Reproduce the material below, beginning at the line that contains "Might you point out the square" and continuing through the end of the material, with every request kept in place. Offset each coordinate in the answers by subtracting 146 from it.

━━━━

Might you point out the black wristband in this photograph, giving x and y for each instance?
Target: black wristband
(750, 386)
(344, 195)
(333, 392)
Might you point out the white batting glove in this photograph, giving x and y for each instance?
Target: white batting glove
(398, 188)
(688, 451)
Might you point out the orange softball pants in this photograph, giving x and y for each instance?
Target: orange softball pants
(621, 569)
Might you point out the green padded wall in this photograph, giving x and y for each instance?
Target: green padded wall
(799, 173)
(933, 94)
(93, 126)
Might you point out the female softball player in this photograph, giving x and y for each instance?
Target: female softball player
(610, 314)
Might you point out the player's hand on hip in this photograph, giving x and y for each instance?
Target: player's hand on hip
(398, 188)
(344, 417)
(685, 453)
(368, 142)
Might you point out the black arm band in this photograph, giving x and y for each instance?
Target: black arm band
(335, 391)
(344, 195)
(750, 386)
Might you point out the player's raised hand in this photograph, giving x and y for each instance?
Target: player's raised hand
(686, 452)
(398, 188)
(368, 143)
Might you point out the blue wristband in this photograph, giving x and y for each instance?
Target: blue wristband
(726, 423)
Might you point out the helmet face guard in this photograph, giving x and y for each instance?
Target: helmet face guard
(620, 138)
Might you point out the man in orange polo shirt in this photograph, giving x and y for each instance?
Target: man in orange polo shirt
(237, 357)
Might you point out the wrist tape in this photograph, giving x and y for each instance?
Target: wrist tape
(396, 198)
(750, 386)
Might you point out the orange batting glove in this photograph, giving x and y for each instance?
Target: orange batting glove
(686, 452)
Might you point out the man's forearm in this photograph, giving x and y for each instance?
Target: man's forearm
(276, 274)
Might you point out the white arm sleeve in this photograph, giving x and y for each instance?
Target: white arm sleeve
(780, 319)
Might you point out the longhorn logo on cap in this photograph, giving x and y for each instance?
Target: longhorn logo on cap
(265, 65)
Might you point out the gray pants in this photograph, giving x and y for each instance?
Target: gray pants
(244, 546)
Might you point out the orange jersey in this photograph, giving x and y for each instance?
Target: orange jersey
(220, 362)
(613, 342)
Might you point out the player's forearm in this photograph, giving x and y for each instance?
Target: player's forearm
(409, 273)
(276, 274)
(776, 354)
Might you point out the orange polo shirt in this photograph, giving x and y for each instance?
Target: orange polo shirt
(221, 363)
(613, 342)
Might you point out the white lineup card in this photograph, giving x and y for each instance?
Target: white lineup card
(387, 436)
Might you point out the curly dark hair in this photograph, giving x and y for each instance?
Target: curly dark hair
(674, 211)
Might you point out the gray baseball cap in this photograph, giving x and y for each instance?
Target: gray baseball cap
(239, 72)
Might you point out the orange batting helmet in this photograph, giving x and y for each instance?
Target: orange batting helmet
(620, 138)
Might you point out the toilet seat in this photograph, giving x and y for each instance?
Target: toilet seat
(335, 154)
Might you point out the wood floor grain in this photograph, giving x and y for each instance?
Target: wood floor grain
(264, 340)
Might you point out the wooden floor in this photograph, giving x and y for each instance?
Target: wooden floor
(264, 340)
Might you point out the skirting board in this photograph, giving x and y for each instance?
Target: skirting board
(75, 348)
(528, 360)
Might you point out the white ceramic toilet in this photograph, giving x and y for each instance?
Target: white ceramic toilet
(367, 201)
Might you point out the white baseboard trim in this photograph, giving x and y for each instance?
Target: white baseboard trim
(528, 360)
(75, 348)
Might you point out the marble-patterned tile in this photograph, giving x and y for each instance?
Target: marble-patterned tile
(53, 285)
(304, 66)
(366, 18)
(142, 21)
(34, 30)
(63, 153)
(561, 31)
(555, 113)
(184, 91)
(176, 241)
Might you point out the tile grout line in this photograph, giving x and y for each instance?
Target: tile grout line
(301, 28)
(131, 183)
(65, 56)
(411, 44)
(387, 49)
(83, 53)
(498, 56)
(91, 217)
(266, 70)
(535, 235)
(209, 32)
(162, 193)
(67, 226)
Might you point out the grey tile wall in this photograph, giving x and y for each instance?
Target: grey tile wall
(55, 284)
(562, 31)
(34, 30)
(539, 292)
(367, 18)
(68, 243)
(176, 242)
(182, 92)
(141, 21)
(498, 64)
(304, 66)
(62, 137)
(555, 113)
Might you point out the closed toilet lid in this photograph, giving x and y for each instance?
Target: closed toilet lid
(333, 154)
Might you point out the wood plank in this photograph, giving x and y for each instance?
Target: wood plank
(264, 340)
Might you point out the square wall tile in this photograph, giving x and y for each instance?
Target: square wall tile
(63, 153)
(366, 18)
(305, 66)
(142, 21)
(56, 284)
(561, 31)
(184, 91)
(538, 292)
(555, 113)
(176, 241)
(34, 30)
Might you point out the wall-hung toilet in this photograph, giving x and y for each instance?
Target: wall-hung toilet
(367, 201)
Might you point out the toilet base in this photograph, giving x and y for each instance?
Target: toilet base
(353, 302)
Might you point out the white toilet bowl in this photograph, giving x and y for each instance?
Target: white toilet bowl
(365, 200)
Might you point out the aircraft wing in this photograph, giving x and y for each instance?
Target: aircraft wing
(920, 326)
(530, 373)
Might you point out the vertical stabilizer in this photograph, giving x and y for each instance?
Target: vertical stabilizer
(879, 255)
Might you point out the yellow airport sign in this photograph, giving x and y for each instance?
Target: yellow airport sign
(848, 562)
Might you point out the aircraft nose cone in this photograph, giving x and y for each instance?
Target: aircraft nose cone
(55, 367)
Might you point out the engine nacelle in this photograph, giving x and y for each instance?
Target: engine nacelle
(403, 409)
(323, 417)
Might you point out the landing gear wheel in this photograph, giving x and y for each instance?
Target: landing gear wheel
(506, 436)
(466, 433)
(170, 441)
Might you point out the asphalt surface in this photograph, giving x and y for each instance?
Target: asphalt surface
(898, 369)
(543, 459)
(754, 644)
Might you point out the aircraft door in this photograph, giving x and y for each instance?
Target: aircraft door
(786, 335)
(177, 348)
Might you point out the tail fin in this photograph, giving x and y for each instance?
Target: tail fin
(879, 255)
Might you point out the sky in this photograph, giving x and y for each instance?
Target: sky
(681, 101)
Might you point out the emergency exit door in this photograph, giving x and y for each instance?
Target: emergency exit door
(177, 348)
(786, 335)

━━━━

Right answer =
Might you point out the square wall tile in this photograph, giving x and y for each instance?
Target: square wall tile
(-83, 7)
(220, -128)
(159, -80)
(-4, -125)
(-90, 138)
(415, -115)
(38, -55)
(392, 146)
(409, -33)
(30, 95)
(-112, -116)
Might you point out the wall-hung toilet in this photograph, giving x and y for each instance?
Target: wall-hung toilet
(221, 55)
Might you point out the toilet base in this photograph, giving x and y for each instance?
Target: toilet base
(207, 156)
Might you point out the white toilet bowl in this photograph, giving x and y for each instance?
Target: white toilet bowl
(219, 54)
Might you point out the aircraft wing in this photograph, giving x and y for each instance?
Target: aircraft wing
(774, 180)
(384, 227)
Might you point out the vertical stabilizer in this photograph, giving x and y for each instance?
Target: vertical stabilizer
(733, 109)
Might you point out the yellow airport sign in this photograph, giving x and y for each instance?
Target: yellow airport sign
(702, 416)
Might you point out the aircraft nose cone in this photograph, giving x and y for each instance?
Target: aircraft nose cone
(-91, 221)
Might you point out the engine nacelle in this photograph, giving x and y for each instance?
Target: engine nacelle
(257, 263)
(177, 271)
Might you point out the landing gear wheel in this photograph, giving x and y for each instance?
Target: landing gear wheel
(360, 290)
(320, 287)
(24, 295)
Might you point out the asphalt surface in this photograph, giving x and y for each instance?
Target: asphalt surface
(752, 223)
(397, 313)
(608, 498)
Might you point out the aircraft door in this photograph, giving x and y for each instance?
Target: aircraft door
(640, 189)
(31, 202)
Might you point out the tail fin in this photograph, giving x and y for each instance?
Target: tail fin
(733, 109)
Might you point out the sky in this photograph, giving x and y for each instance?
Target: sky
(535, -45)
Might you point out the emergency exit door in this photograph, giving x and y for each instance?
Target: emergency exit door
(31, 202)
(640, 189)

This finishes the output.